YOUR INSTRUCTIONS: Count the lines of the data below that contain the string "shoulder", treating uppercase and lowercase as different. How many are there? Reply with the number only.

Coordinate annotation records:
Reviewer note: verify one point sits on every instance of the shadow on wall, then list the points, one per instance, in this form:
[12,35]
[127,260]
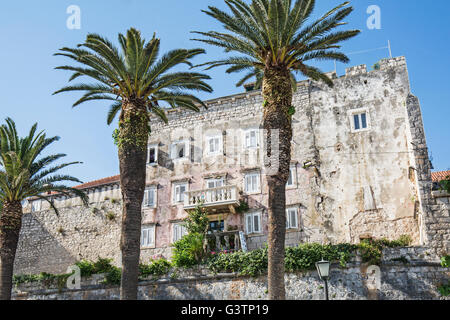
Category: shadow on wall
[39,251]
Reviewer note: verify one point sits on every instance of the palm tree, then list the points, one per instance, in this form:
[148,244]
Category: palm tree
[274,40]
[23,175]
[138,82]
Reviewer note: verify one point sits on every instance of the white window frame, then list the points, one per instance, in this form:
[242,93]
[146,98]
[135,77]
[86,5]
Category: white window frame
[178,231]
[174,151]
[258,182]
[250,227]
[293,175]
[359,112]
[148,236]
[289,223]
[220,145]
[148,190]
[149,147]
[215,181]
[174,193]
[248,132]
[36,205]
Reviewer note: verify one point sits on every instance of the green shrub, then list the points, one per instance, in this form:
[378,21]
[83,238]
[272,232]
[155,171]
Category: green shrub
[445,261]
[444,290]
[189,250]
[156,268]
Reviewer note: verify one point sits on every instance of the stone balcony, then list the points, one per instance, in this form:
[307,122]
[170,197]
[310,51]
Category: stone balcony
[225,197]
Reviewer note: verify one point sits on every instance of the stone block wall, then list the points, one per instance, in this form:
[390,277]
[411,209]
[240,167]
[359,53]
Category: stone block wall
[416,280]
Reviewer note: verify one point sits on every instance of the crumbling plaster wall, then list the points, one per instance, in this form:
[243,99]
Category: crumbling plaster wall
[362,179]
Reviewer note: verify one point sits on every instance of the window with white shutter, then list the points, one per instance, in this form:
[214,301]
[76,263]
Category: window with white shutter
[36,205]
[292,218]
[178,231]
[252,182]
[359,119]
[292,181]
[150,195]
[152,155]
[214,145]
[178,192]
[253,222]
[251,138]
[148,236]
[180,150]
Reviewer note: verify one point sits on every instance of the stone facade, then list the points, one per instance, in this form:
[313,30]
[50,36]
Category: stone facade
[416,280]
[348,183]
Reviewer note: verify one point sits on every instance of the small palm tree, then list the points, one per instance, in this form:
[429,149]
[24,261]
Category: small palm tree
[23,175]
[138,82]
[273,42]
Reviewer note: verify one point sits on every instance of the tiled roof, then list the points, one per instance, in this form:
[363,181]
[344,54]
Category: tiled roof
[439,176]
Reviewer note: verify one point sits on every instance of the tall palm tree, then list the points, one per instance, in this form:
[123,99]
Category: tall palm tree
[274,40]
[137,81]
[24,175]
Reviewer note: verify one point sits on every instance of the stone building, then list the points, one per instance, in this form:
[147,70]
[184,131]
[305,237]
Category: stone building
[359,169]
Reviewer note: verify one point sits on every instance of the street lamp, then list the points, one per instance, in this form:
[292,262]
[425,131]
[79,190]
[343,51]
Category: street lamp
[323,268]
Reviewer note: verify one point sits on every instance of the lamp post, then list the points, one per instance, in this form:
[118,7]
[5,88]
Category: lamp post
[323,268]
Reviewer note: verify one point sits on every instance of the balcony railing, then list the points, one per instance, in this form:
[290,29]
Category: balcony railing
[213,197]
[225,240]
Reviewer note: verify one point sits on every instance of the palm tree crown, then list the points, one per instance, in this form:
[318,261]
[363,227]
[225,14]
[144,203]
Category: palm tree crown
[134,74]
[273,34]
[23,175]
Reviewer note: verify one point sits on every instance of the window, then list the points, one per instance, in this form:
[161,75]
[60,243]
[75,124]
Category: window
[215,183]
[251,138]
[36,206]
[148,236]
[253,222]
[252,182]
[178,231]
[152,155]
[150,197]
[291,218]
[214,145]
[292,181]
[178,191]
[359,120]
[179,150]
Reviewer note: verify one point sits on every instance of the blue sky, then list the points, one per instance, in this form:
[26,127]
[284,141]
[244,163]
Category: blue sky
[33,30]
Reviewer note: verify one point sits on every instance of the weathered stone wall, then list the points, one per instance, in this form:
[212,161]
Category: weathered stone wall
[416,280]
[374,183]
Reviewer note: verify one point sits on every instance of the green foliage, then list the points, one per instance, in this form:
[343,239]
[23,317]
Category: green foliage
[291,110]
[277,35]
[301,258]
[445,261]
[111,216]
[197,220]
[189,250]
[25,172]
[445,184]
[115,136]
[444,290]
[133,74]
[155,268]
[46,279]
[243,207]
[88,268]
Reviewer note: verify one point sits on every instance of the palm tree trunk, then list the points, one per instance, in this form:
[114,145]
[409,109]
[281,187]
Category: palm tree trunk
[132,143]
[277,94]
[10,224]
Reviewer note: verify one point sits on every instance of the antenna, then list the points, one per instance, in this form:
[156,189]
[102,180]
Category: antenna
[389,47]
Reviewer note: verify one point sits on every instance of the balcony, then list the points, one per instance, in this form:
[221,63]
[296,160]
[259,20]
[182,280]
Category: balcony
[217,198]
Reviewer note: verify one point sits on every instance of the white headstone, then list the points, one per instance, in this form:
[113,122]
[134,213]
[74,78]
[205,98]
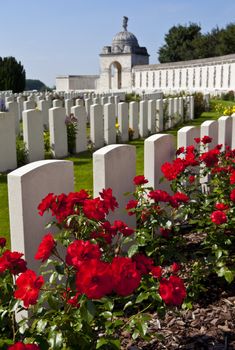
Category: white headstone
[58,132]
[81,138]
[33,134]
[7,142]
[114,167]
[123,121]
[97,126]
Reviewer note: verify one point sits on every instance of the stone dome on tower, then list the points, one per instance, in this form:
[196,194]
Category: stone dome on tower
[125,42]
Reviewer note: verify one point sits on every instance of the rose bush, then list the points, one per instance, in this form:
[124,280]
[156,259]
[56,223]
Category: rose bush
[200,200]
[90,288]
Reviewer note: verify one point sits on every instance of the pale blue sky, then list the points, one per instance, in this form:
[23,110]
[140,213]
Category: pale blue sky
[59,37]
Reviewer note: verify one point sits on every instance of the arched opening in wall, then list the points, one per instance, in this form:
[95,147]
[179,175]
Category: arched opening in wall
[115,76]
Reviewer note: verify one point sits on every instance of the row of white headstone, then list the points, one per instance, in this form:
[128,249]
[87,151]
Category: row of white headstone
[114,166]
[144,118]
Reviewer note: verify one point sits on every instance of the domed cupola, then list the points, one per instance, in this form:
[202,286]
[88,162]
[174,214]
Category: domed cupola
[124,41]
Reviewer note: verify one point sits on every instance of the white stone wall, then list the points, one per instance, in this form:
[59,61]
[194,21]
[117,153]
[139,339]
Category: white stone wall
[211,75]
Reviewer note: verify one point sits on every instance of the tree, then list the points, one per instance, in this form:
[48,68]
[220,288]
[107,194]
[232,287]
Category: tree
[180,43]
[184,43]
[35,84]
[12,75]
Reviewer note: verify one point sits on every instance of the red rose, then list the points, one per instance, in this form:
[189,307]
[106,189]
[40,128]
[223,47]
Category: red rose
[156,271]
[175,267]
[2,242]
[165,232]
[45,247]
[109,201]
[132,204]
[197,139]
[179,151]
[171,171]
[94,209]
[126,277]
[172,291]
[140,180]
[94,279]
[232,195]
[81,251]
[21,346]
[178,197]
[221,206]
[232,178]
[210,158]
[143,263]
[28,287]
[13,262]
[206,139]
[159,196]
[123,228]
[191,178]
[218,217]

--

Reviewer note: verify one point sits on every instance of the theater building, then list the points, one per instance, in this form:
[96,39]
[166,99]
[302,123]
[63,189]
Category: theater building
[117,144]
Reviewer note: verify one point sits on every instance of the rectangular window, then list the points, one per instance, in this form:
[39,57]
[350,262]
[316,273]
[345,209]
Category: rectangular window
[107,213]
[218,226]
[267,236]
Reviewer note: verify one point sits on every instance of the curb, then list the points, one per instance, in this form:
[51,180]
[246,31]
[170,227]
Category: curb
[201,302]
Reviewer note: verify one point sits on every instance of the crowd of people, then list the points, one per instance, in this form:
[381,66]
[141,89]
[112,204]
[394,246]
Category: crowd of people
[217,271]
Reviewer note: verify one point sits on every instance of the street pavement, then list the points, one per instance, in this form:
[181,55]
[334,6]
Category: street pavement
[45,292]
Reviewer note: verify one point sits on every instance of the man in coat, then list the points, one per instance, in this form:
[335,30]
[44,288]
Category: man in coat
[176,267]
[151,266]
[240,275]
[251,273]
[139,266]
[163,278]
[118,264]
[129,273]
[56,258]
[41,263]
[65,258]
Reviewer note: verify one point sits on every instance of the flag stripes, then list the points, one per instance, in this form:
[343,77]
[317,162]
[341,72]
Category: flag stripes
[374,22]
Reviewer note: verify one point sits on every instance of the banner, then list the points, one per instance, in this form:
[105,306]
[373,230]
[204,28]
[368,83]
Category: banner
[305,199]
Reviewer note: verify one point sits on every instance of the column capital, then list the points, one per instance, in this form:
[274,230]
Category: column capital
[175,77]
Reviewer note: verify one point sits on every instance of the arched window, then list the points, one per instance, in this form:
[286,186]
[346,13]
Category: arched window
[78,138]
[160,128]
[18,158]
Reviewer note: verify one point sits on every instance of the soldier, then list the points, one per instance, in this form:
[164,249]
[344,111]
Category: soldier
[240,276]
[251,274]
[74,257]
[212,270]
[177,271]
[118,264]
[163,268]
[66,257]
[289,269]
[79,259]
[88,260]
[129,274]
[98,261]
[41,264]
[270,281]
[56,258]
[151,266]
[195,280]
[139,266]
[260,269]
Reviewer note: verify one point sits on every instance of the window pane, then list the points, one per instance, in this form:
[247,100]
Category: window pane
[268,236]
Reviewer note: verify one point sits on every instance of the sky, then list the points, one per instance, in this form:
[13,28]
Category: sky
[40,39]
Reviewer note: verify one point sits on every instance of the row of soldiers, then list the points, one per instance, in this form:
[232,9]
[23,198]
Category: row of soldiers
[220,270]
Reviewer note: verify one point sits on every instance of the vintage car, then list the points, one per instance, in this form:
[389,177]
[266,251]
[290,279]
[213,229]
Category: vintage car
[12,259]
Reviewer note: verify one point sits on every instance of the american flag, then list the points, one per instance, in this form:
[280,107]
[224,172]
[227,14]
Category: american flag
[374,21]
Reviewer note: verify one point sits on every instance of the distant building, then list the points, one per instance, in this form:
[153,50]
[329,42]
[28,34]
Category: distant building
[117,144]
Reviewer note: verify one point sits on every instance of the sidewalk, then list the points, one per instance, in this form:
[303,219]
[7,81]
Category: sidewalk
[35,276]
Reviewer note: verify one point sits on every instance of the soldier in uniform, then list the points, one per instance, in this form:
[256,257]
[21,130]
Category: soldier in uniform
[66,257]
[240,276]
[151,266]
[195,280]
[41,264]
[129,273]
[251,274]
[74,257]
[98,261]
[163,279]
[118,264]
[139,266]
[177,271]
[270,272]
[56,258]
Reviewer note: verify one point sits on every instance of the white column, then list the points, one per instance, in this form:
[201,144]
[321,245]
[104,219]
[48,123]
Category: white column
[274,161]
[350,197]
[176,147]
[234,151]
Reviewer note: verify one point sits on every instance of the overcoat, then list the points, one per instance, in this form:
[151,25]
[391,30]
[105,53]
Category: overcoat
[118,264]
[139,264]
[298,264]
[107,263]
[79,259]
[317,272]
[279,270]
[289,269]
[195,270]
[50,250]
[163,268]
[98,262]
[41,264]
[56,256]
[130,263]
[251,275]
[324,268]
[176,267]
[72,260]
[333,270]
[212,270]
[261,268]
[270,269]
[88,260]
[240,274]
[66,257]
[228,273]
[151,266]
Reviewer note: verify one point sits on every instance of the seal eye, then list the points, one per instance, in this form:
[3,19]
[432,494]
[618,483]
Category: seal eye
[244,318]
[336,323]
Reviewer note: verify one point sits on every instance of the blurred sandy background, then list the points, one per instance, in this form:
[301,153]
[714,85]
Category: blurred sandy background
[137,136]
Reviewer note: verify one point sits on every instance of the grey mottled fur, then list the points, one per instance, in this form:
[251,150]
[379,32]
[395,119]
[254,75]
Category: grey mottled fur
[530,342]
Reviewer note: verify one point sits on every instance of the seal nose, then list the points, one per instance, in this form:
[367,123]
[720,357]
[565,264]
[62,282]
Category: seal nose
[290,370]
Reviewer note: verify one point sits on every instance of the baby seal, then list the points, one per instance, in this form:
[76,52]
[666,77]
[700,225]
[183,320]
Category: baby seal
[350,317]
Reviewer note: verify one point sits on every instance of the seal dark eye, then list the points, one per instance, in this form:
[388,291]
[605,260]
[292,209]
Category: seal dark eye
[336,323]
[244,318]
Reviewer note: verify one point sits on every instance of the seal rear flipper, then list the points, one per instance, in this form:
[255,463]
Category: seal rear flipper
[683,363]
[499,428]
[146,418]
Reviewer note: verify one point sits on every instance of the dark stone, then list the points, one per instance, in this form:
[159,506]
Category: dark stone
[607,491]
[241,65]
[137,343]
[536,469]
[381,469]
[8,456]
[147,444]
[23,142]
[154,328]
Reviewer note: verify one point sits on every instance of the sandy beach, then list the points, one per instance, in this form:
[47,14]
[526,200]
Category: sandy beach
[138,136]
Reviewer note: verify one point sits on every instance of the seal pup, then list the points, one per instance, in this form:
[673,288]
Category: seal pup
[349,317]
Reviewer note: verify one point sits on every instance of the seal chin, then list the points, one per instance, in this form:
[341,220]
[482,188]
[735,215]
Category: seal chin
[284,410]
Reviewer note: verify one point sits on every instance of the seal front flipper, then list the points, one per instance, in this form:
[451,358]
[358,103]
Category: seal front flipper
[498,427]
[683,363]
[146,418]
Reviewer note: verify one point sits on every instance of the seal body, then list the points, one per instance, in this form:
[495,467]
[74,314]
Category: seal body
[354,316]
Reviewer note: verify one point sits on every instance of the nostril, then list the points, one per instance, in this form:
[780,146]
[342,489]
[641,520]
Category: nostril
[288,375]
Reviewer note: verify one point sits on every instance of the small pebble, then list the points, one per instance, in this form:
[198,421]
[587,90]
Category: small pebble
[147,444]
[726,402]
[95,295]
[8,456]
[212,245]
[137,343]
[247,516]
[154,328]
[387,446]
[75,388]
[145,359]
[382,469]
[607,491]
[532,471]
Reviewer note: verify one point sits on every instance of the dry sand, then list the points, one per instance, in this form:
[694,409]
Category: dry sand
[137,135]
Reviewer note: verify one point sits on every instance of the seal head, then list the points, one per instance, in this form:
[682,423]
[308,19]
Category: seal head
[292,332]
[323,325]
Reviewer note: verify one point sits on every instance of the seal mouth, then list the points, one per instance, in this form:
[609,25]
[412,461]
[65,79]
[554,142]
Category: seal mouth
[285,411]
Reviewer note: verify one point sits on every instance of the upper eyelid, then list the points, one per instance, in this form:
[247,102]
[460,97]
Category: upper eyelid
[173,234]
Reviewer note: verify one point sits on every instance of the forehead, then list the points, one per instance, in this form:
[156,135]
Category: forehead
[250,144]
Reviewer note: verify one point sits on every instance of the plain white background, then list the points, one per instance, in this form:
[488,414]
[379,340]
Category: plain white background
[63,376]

...

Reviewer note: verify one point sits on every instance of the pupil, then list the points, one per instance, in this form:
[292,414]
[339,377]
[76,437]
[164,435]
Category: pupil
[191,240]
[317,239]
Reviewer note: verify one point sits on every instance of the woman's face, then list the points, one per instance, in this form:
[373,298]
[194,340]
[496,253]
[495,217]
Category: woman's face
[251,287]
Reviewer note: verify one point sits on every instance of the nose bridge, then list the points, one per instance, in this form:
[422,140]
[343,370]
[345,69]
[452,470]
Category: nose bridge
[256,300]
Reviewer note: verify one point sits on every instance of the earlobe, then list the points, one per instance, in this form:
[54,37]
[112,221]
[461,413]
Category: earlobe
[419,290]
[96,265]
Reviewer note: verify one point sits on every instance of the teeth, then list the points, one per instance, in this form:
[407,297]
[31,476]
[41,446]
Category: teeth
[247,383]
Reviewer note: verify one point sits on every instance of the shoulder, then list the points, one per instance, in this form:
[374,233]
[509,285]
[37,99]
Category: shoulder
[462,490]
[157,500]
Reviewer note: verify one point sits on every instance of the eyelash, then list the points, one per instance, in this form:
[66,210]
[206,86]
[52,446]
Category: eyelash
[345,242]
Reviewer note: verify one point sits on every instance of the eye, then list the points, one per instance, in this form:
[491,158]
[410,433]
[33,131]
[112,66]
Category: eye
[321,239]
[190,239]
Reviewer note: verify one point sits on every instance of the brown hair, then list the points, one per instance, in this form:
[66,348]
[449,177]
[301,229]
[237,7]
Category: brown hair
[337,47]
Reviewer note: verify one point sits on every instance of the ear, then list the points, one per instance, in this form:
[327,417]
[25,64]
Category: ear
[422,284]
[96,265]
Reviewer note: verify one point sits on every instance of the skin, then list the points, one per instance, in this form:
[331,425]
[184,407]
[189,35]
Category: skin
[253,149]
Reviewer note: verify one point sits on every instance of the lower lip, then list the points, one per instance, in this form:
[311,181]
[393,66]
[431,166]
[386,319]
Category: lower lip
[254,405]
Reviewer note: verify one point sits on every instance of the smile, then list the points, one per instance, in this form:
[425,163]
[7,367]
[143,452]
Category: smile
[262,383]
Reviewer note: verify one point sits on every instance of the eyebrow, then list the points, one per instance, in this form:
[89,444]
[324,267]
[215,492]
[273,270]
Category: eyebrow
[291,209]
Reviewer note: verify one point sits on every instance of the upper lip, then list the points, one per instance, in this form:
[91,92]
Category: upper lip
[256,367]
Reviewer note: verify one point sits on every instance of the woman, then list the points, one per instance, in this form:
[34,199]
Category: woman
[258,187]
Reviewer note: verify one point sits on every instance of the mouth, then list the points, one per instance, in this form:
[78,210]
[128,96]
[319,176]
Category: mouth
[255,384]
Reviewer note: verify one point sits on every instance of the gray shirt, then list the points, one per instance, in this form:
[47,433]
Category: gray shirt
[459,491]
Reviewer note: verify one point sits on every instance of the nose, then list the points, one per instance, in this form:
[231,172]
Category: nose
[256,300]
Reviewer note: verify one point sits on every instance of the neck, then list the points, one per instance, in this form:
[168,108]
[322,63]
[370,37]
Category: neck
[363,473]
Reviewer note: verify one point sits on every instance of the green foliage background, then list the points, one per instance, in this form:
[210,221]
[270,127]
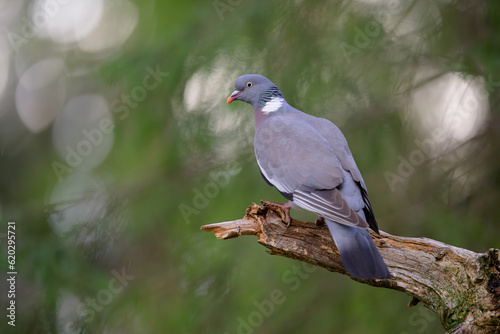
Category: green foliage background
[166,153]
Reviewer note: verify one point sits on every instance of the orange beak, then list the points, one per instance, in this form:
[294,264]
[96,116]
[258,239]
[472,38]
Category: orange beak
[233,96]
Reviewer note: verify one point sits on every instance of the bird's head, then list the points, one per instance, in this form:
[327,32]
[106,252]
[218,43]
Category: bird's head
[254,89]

REPLY: 2